Pointing dataset records
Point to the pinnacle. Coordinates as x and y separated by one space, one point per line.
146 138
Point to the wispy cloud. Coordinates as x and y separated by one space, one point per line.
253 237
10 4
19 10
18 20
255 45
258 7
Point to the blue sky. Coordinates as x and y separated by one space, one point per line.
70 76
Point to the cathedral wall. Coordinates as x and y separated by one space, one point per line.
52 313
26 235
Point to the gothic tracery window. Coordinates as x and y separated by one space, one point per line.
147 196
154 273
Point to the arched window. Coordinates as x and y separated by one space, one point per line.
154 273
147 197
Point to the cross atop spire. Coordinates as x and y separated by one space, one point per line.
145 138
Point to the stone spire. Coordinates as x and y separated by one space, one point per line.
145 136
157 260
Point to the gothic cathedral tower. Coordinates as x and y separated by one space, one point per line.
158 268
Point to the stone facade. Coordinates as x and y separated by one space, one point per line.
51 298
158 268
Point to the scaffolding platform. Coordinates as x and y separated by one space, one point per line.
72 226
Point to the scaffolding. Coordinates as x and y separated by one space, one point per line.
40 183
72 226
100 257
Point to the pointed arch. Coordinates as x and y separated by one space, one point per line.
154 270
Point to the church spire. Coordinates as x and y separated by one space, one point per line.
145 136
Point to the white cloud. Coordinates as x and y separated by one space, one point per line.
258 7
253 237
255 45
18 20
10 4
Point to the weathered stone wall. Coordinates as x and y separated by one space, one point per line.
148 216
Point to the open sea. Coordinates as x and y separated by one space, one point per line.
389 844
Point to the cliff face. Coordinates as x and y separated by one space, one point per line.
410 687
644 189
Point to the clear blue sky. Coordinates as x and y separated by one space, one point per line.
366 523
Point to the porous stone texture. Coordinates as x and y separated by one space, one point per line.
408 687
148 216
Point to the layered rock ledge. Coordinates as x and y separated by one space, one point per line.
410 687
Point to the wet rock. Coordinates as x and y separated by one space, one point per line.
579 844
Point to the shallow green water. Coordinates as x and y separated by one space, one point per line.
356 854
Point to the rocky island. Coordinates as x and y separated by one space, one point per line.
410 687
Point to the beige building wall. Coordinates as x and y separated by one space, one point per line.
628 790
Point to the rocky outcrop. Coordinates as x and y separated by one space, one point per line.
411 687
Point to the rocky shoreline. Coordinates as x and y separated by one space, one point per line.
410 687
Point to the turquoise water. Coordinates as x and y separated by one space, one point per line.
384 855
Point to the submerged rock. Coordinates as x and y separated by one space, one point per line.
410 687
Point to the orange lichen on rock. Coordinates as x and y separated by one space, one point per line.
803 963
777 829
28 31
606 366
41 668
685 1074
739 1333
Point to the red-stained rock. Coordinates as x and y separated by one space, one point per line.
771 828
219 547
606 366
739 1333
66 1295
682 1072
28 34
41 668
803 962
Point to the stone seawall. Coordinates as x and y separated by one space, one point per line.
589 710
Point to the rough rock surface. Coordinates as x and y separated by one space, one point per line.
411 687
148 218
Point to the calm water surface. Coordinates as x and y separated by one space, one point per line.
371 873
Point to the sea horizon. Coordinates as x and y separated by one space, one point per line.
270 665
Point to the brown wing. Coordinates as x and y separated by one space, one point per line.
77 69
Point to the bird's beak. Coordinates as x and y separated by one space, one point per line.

== DO THIS ==
Write the entire listing out again, word for word.

== RESULT FOR THIS EXERCISE ==
Point to the pinnacle. Coordinates as x and y separated by one space, one point per line.
146 138
Point to the wispy cloud. Coordinates as x and y separated by one space, one point per line.
253 237
10 4
19 10
18 20
255 45
258 7
Point to the blue sky. Coordinates as x and y separated by one space, one point per line.
70 76
Point to the cathedral wall. Coordinates as x and y separated by one space, one point per line.
52 313
26 235
Point to the gothic tracery window. Coordinates as x and y separated by one space, one point per line.
147 196
154 273
Point to the arched window. Coordinates as x and y separated by one space, one point per line.
154 273
147 197
Point to the cross atop spire. Coordinates as x and y separated by one space, one point per line.
145 138
Point to the stone spire. Coordinates as x and y separated by one space, one point per line.
145 136
157 260
Point to the gothic cathedral tower. Coordinates as x and y separated by one space, one point per line.
158 268
Point to the stone facade. Coordinates as x and y separated by one space, one point per line.
51 298
158 268
Point to the scaffolding platform. Coordinates as x and y separated by one space, one point per line.
72 226
Point to the scaffolding. Coordinates as x and y separated by one space, one point per line.
40 183
72 226
100 257
Point to the pointed arch. Coordinates as x and y separated by one space, one point per line.
154 270
Point to the church spire. Coordinates as x and y separated by one space, one point per line.
145 136
Point to the white cloud. Coordinates as x and y separated by one space, one point per line.
258 7
253 237
255 45
18 20
10 4
Point to the weathered stone wall. Coordinates as x and y separated by one space, one point per line.
148 216
Point to the open sea. Coordinates as x and y separated by one space, one point per line.
389 844
Point to the cliff face. Coordinates as x and y separated by one space, one point per line.
410 687
644 189
Point to the clear blue sky. Coordinates as x and y separated by one space, one point per line.
366 523
Point to the porous stone texture. Coordinates as x and y separated by one space, one point per line.
408 687
148 216
Point to the layered rock ledge. Coordinates as x and y separated by one space, one point per line.
410 687
Point to the wet rock. Coordinates as x and y separated by one space, one point per line.
579 844
Point to the shallow green water. Coordinates as x and y separated by one space, one point per line.
356 854
Point to the rocky island. Coordinates as x and y separated by one space, one point per line.
410 687
Point to the beige building wall. Coordinates as x and y separated by one space, one point per line.
628 790
Point to the rocky outcrop. Coordinates as x and y separated by one space, one point per line.
411 687
Point to the rocky shoreline. Coordinates as x and y separated by one space, one point per line.
410 687
Point to the turquoise water. Coordinates as x and y separated by one space, one point per line.
384 855
Point to the submerged rock. Coordinates as x and y separated by one space, one point per line.
410 687
Point to the orange lichen on rock. Coordinates as x and y separated by one space, one point per line.
803 963
777 829
28 31
606 366
41 668
685 1074
739 1333
Point to the red-stained rock. Coordinates as x and y separated by one space, one point per line.
771 828
219 547
606 366
739 1333
66 1295
682 1072
28 34
41 668
803 962
Point to the stone seawall. Coordinates as x and y separated by one space, one point per line.
589 710
Point to the rough rock surface. Coordinates as x and y separated by one space, one point per line.
411 687
148 218
Point to the calm water surface. Coordinates as x and y separated by one space, one point per line.
371 873
Point to the sea horizon. Coordinates as x and y separated by one space, one point per line.
270 665
Point to the brown wing. Coordinates as x and y separated by one space, one point per line.
77 69
Point to the bird's beak. Coordinates as x and y separated by one space, one point per line.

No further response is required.